* _INSTRUCTIONS FOR THE TASK_
The lines of the records that include "white" should all be copied.

* _TASK DATA_
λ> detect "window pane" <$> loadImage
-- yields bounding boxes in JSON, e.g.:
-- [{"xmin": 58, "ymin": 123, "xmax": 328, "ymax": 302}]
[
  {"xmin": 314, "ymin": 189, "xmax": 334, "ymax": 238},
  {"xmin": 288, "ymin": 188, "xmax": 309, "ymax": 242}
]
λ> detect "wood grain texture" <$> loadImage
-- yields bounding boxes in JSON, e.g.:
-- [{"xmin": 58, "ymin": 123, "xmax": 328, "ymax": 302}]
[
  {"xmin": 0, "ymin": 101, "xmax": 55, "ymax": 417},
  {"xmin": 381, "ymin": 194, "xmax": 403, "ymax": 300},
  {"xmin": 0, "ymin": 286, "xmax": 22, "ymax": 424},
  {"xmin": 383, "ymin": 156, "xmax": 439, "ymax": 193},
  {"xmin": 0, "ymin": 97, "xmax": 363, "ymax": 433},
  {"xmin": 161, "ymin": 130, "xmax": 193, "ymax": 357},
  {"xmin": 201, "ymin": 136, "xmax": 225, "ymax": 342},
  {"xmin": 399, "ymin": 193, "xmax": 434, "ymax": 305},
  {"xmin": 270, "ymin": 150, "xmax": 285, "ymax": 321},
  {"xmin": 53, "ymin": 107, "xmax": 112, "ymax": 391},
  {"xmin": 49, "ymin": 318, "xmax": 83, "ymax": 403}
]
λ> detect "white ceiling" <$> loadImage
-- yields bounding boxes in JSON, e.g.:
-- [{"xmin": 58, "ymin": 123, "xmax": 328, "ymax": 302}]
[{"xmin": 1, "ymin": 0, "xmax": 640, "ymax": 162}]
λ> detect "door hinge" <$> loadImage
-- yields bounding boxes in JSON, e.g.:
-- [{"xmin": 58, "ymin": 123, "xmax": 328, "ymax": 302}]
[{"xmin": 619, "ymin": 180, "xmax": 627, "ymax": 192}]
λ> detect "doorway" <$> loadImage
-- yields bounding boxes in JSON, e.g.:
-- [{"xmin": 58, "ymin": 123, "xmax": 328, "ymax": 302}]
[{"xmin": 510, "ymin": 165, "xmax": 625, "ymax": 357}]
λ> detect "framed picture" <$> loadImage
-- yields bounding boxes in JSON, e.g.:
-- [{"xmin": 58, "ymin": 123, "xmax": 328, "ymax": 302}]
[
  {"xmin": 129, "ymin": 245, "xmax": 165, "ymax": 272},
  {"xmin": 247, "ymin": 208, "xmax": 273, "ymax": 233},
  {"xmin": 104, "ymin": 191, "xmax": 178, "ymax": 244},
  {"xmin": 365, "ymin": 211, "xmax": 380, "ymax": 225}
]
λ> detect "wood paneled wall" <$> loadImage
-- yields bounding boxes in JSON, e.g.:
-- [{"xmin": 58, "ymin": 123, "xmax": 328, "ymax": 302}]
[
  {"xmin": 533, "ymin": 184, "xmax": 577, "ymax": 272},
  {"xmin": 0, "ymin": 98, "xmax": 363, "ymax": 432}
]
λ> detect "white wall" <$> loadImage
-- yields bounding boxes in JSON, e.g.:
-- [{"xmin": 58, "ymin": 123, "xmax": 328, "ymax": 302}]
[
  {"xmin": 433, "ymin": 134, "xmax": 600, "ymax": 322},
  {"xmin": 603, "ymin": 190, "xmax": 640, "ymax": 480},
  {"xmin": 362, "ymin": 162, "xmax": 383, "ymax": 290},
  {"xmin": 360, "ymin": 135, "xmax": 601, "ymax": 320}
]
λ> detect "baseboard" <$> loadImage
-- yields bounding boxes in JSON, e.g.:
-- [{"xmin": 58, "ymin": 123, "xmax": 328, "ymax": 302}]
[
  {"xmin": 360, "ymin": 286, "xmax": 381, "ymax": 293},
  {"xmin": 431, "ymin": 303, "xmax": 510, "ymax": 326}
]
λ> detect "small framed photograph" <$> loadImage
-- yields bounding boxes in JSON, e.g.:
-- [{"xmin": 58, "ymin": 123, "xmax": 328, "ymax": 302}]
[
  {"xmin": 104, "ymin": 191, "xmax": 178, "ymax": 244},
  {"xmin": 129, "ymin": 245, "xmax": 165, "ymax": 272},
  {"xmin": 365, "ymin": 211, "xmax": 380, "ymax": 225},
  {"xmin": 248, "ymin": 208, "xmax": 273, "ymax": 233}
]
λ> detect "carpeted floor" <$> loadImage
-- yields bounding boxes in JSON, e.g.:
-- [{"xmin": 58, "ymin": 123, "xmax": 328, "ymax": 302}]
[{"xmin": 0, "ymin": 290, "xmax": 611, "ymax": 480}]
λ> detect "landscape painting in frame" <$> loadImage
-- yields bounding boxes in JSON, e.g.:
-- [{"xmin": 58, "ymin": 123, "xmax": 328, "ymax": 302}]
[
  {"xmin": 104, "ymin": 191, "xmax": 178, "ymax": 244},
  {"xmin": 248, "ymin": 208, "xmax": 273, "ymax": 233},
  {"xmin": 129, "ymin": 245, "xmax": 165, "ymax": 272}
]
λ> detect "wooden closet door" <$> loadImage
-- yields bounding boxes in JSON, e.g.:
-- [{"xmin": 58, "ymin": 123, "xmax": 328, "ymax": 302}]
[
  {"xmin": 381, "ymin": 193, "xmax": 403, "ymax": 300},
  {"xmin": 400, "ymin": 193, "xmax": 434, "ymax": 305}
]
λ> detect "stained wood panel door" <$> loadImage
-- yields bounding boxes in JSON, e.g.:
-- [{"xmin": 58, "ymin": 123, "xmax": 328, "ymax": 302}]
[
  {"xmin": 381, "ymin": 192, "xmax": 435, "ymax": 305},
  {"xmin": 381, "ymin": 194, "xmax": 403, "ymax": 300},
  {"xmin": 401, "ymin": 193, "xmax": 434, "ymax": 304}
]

* _TASK ANSWER_
λ> detect "white ceiling" <$> loadImage
λ> detect "white wall" <$> loadImage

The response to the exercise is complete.